=== What you have to do ===
Please copy, exactly as they appear below, the lines from the one containing "Phrase: multimeter display screen" through the one containing "compact form (14,69).".

Natural-language object grounding data:
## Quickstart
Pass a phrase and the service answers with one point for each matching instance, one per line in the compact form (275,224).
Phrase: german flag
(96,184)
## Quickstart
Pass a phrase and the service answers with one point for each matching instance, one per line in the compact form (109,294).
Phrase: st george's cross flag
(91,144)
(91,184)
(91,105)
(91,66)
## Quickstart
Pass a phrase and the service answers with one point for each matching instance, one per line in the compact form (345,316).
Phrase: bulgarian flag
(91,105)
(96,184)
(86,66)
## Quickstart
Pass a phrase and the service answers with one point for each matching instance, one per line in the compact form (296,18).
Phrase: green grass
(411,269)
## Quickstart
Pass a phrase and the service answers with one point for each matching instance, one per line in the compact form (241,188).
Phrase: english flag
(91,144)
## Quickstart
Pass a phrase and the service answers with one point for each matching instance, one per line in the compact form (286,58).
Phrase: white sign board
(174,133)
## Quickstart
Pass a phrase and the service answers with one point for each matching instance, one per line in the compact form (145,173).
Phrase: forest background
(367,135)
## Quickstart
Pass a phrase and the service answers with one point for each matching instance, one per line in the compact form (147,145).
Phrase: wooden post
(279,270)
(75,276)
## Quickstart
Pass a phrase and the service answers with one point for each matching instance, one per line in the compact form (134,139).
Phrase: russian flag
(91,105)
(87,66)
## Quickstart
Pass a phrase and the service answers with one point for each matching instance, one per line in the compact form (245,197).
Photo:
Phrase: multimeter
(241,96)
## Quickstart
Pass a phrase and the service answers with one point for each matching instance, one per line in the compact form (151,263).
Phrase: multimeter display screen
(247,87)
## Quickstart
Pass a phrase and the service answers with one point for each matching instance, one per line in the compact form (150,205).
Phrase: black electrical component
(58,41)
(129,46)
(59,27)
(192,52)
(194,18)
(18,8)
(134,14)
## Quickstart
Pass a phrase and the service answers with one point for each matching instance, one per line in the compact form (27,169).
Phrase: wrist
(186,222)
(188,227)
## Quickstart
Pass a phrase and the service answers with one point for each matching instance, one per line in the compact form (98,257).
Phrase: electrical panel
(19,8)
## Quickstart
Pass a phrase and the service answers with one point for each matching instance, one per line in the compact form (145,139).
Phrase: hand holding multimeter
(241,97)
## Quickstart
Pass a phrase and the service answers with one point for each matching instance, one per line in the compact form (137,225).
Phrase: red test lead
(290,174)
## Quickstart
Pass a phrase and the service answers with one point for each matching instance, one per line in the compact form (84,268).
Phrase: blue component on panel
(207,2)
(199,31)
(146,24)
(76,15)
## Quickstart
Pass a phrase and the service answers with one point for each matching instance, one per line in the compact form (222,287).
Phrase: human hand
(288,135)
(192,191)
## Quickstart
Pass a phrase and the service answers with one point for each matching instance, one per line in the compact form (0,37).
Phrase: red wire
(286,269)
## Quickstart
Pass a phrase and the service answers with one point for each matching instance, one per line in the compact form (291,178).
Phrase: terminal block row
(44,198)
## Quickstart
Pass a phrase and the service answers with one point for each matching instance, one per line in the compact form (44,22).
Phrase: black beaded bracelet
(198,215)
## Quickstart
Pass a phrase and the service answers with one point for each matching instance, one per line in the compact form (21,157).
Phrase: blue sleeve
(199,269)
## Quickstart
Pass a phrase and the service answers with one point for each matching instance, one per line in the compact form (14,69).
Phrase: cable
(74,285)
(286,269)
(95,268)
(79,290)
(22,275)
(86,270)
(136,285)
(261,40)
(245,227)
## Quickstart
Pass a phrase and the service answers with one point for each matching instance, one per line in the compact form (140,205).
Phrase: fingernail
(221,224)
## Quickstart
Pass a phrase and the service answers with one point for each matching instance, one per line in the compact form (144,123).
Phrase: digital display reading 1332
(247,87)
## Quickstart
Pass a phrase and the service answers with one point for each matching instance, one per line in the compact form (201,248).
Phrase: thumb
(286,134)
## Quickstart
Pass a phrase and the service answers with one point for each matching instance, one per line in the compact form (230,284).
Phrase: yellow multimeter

=== Exercise solution ===
Phrase: multimeter display screen
(247,87)
## Quickstart
Pass a phrase and the service answers with one point for each matching instance, one per line in the compact form (150,205).
Phrase: black electrical component
(58,41)
(129,46)
(59,27)
(192,52)
(194,18)
(18,8)
(134,14)
## Quickstart
Pass a phrase and the service answers with one point for each matching instance, one per line in the compact form (27,169).
Phrase: wrist
(186,222)
(188,227)
## Quickstart
Pass a phrase and the service answers with one point for each matching instance, one per line in the compact form (98,257).
Phrase: electrical panel
(19,8)
## Quickstart
Pass a phrase and the service answers with one point for each matching instance, one per line in the compact form (145,139).
Phrase: hand holding multimeter
(241,97)
## Quickstart
Pass a phrase and the service answers with one point for each matching instance, one per line in the compact form (137,225).
Phrase: red test lead
(290,174)
## Quickstart
Pass a phrase and the service answers with one point for each matching instance, one per line in the compact form (84,268).
Phrase: blue component on panel
(207,2)
(199,31)
(146,24)
(76,15)
## Quickstart
Pass a phrase and the service answers with one point for each matching instance, one per line in the compact form (222,287).
Phrase: human hand
(288,135)
(192,191)
## Quickstart
Pass a phrase and the service answers with one point for each matching instance, one per line in the compact form (0,37).
Phrase: red wire
(286,269)
## Quickstart
Pass a phrase and the service answers with one point for each matching instance, one per line in the compact form (291,178).
Phrase: terminal block row
(44,198)
## Quickstart
Pass a phrase and the service answers with one point for each matching instance, one per line in the compact form (44,22).
Phrase: black beaded bracelet
(198,215)
## Quickstart
Pass a phrase and the service answers with one point for each matching instance, one per line in the compact form (21,157).
Phrase: blue sleeve
(199,269)
## Quickstart
Pass a phrase and the service answers with one point for each matching instance, one per line in the compact form (14,69).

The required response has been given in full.